• WHAT IS REQUIRED: In the text on depression and candidate genes, rewrite the part from "Dr. Keller and team studied" to "scores’ are required.", swapping "Researchers" for "Scientists".

• SUPPLIED TEXT:
_ _ _ _ _

CU Boulder researchers have reviewed several investigations that had for the last 25 years singled out ‘candidate genes’ as causes for depression. It was seen that 18 of these genes had already featured for a minimum of 10 times in earlier studies. Data collected from hundreds of thousands of individuals were then used to show that any random gene was as responsible for depression as the 18 candidate genes. Results debunking the ‘candidate gene hypotheses’ were published in American Journal of Psychiatry. Richard Border, the first study author, said that all studies attempting to single out particular genes as causes for depression are sure to fail. Matthew C. Keller, senior study author, said that scientists and researchers working in the genetics field had rejected the idea of candidate genes a very long time ago, but many others from different fields like psychology have tried to pursue the ‘candidate gene hypotheses’, seemingly even finding proof and evidence to support the idea. For example, gene SLC6A4 that codes for a protein working with transport and serotonin recycling in the human brain was listed as one of the candidate depression genes. People with experiences of childhood trauma and having shorter variants of the gene could be more likely to suffer from depression, said previous studies. Dr. Keller ruled out all possibilities for any such thing.

Feelings of loneliness and sadness are a part of everyday life during times of loss and high stress. Depression, on the other hand, is a psychiatric disorder with persistent and severe symptoms. People stop interacting socially, studying and working due to major depression, the most widespread form of depression. Huge numbers of people in the US are affected by depression every year.

Dr. Keller and team studied data from about 620,000 individuals. Researchers searched for connections between depression due to socioeconomic adversities or physical abuse during childhood and the 18 depression candidate genes. However, no solid proof was found. Dr. Keller and team emphasized on the fact that depression and its causes are not as straightforward as they are thought to be. They said that in order to link genes and depression, ‘polygenetic scores’ are required.

_ _ _ _ _

• SOURCE MATERIAL:

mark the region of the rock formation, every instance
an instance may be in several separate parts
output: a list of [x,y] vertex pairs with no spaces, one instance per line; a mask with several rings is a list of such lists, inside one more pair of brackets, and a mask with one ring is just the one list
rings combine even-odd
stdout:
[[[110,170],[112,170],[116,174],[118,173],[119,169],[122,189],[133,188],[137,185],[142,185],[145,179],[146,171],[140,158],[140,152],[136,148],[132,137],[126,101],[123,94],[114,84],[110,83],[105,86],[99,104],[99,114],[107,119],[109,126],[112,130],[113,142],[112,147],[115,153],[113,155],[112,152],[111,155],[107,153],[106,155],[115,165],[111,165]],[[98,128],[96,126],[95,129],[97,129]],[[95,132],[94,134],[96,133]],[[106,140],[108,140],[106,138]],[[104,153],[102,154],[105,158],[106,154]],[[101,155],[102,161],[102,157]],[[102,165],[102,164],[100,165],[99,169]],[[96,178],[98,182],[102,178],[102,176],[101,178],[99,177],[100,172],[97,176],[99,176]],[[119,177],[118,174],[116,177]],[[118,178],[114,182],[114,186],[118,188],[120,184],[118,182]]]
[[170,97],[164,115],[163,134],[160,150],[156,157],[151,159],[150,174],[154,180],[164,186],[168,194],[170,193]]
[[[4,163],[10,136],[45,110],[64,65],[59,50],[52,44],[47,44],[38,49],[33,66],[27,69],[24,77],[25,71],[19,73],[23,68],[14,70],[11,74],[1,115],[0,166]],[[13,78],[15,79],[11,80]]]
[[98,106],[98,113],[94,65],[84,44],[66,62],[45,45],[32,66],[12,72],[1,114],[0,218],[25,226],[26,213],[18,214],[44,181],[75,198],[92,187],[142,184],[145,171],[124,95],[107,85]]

_ _ _ _ _

• SOLUTION BELOW:
Dr. Keller and team studied data from about 620,000 individuals. Scientists searched for connections between depression due to socioeconomic adversities or physical abuse during childhood and the 18 depression candidate genes. However, no solid proof was found. Dr. Keller and team emphasized on the fact that depression and its causes are not as straightforward as they are thought to be. They said that in order to link genes and depression, ‘polygenetic scores’ are required.